=== Textauszug ===
Während sich die Republikaner in einem christlich-fundamentalistischen Wirrwarr über Abtreibung, „legitime “ Vergewaltigungen und Gottes Wille verhedderten, punktete Obama mit seinem Ja zur Schwulenhochzeit. Überwältigende 62 Prozent der 18 bis 29jährigen weiss er dabei auf seiner Seite. Die Tea Party, die Monatelange mit Anti-Staatsparolen die öffentliche Debatte dominierte, ist verglüht. Den Sprung von der Wutpartei in eine mehrheitsfähige Wählerkoalition haben die rechten Fundis nicht geschafft. Ganz ähnlich wie die Rechtspopulisten von Gert Wilders in den Niederlanden bis zu den Wahren Finnen in Europa auch.
Doppelt verloren hat die Wall Street. Über die viele hundert Millionen schweren vom Höchstgericht erstmals unbegrenzt zugelassenen Political Action Committees, hat die Finanzwelt massiv an der Seite des Republikaners in den Wahlkampf eingegriffen. Die Ausgaben für Romney müssen jetzt als Fehlspekulation verbucht werden. Die von den Bankern betriebene Aushöhlung des sogenannten Dodd-Frank Acts zur Regulierung der Märkte ist abgebogen. Auch die von der Pharmaindustrie bekämpfte Gesundheitsreform, durch die Millionen Amerikaner erstmals versichert sind, wird bleiben. Barack Obama kann sich für seine Pläne zur Steuererhöhung für die Rechen jetzt auf ein Mandat des Volkes berufen. Aber die Trendwende geht tiefer: mit dem Erfolg von Proposition 30 in Kalifornien haben die Wähler erstmals in einem Referendum grünes Licht für Steuererhöhungen gegeben. Die Einnahmen werden nach dem Willen von Gouverneur Jerry Brown direkt in Schulen und Universitäten fließen, die unter Arnold Schwarzenegger ausgeblutet wurden. Erstmals seit der konservativen Revolution Ronald Reagans erkennen die Wähler an, dass staatliche Bildungsaufgaben auch finanziert werden müssen. Genau so wie in Europa wollen die Bürger in Amerika einen Staat, der nicht nur für Armee und Polizei sorgt, sondern auch für Krankenhäuser, Pensionen, Schulen und Universitäten.
=== Gegebene Zeilen ===
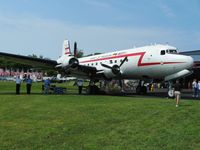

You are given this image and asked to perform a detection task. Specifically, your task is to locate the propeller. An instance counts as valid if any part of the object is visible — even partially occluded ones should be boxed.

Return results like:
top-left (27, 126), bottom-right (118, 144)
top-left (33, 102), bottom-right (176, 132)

top-left (66, 42), bottom-right (79, 69)
top-left (101, 57), bottom-right (128, 75)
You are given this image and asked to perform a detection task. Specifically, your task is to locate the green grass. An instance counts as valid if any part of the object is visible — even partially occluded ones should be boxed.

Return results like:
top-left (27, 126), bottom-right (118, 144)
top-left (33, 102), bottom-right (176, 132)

top-left (0, 83), bottom-right (200, 150)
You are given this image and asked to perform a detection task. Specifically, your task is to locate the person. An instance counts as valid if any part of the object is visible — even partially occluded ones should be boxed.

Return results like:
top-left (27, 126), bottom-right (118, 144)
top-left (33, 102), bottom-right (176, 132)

top-left (44, 78), bottom-right (51, 94)
top-left (26, 75), bottom-right (33, 94)
top-left (197, 81), bottom-right (200, 97)
top-left (174, 80), bottom-right (181, 107)
top-left (192, 79), bottom-right (198, 97)
top-left (16, 76), bottom-right (21, 94)
top-left (77, 79), bottom-right (83, 94)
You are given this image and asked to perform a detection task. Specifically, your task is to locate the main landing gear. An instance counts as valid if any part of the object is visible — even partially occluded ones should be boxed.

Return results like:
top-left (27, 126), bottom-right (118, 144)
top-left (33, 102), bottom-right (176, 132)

top-left (136, 80), bottom-right (147, 95)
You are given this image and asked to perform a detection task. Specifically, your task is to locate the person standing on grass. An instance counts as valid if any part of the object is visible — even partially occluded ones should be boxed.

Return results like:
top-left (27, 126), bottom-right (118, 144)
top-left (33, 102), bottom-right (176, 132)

top-left (197, 81), bottom-right (200, 97)
top-left (44, 78), bottom-right (51, 94)
top-left (26, 75), bottom-right (33, 94)
top-left (16, 76), bottom-right (22, 94)
top-left (174, 80), bottom-right (181, 107)
top-left (192, 79), bottom-right (198, 97)
top-left (77, 79), bottom-right (83, 94)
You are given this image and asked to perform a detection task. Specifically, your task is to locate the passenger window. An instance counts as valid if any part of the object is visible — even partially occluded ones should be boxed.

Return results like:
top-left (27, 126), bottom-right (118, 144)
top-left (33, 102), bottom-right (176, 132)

top-left (160, 50), bottom-right (165, 55)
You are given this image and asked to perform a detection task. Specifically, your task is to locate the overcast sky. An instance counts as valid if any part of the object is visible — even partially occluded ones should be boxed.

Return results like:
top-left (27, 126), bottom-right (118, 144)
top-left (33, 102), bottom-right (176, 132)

top-left (0, 0), bottom-right (200, 59)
===
> **Fragen**
(A) Zitiere aus dem Text über Obama und die Republikaner die Stelle, die mit „Während sich die“ beginnt und mit „in Europa auch.“ endet.
(B) Schreib den Text über Obama und die Republikaner im Anschluss an seinen letzten Satz weiter.

> **Lösungen**
(A)
Während sich die Republikaner in einem christlich-fundamentalistischen Wirrwarr über Abtreibung, „legitime “ Vergewaltigungen und Gottes Wille verhedderten, punktete Obama mit seinem Ja zur Schwulenhochzeit. Überwältigende 62 Prozent der 18 bis 29jährigen weiss er dabei auf seiner Seite. Die Tea Party, die Monatelange mit Anti-Staatsparolen die öffentliche Debatte dominierte, ist verglüht. Den Sprung von der Wutpartei in eine mehrheitsfähige Wählerkoalition haben die rechten Fundis nicht geschafft. Ganz ähnlich wie die Rechtspopulisten von Gert Wilders in den Niederlanden bis zu den Wahren Finnen in Europa auch.

(B)
Die befreiende Richtungsentscheidung einer Präsidentenwahl fehlt in der EU. Nicht einmal den Budgetstreit, der in Brüssel genauso heftig tobt wie in Washington DC, kann man ernst nehmen, macht das EU-Budget doch nur 1 Prozent der Wirtschaftsleistung aus. Daniel Cohn-Bendit, der grüne Vordenker, wünscht sich eine Amerikanisierung des EU-Budgets zur Bündelung der europäischen Politik. Bei der Wahl Roosevelts 1932 betrug das US-Bundesbudget 1 Prozent des BIP, 1945 waren es 7 Prozent, heute sind es 23 Prozent. Wenn alles gut geht könnte Europa im nächsten Jahrzehnt auf 5 Prozent kommen, so der unverbesserliche Optimist. Behält Cohn-Bendit recht, dann müssen wohl auch europäische Präsidentschaftswahlen folgen. Die Fiskalklippe, vor der die Obama-Administration steht, wenn es bis zum 31.12.2012 keinen Budgetkompromiss zwischen Präsident und Kongress gibt, hat in Europa vorläufig noch viele Namen: Griechenland, Irland, Portugal, Spanien.